TEXT:
★ ★ ★ ★ ★ ★ ★
Standard Test Method for Oxidative Aging of Electrical Insulating Liquids by Open-Beaker Method

Standard Test Method for Oxidative Aging of Electrical Insulating Liquids by Open-Beaker Method

SIGNIFICANCE AND USE
5.1 Open-beaker oxidative aging methods have been used for many years in laboratories of insulating liquid companies, electrical equipment manufacturers, and electric utility companies interested in the stability of electrical insulating liquids under oxidative conditions. They are particularly useful as a check on the continuity of production and shipment of insulating liquids. They are also useful as process and product checks for applicable type insulating liquids.  
5.2 Specification limits for insulating liquids subjected to open-beaker oxidative aging by this method are established by agreement between individual producers and consumers of applicable type insulating liquids. These properties of the insulating liquid involved in specification limits for aging stability may be measured after the oxidative aging (and sometimes before aging) by appropriate test methods such as Test Methods D924, D971, D1169, and D974 or D664. Other test methods such as D445 can be used when deemed appropriate.
SCOPE
1.1 This test method covers two procedures for subjecting electrical insulating liquids to oxidative aging:  
1.1.1 Procedure A, without a metal catalyst, and  
1.1.2 Procedure B, with a metal catalyst.  
1.2 This test method is applicable to insulating liquids used as impregnating or pressure media in electrical power transmission cables if less than 10 % of the insulating liquid evaporates during the aging procedures. It applies and is generally useful primarily in the evaluation and quality control of unused insulating liquids, either inhibited or uninhibited.  
1.3 This test method is applicable to study the long-term behavior of an insulating liquid being considered for free breathing transformers. An unsealed vessel aging procedure, in presence of air or oxygen, allows greatly increased oxidation rate of the liquid. This procedure is rapid and provides a controlled thermal stress assessment.
★ ★ ★ ★ ★ ★ ★
SUPPLIED MATERIAL:
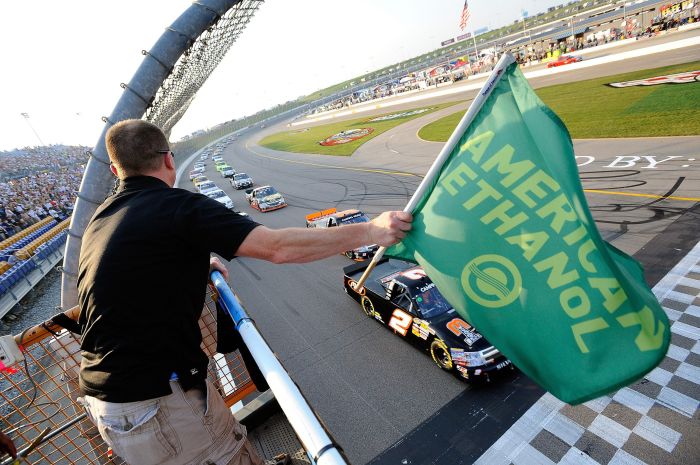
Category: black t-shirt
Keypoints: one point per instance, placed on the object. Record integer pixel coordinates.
(142, 281)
★ ★ ★ ★ ★ ★ ★
WRITTEN TASKS:
(A) According to the text on oxidative aging of insulating liquids, what is the maximum share of the liquid that can evaporate during aging for the method to apply to cable impregnating or pressure media?
(B) Continue the text on oxidative aging of insulating liquids from the point where it stops.

ANSWERS PER TASK:
(A) Less than 10 %.

(B)
1.4 The values stated in SI units are to be regarded as standard. The values given in parentheses are for information only.  
1.5 An open beaked test shall only be carried out on liquids with flash points at or above 130°C or 15°C above the oven temperature. This standard does not purport to address all of the safety concerns, if any, associated with its use. It is the responsibility of the user of this standard to establish appropriate safety, health, and environmental practices and determine the applicability of regulatory limitations prior to use. See 7.5 for a specific warning statement.  
1.6 This international standard was developed in accordance with internationally recognized principles on standardization established in the Decision on Principles for the Development of International Standards, Guides and Recommendations issued by the World Trade Organization Technical Barriers to Trade (TBT) Committee.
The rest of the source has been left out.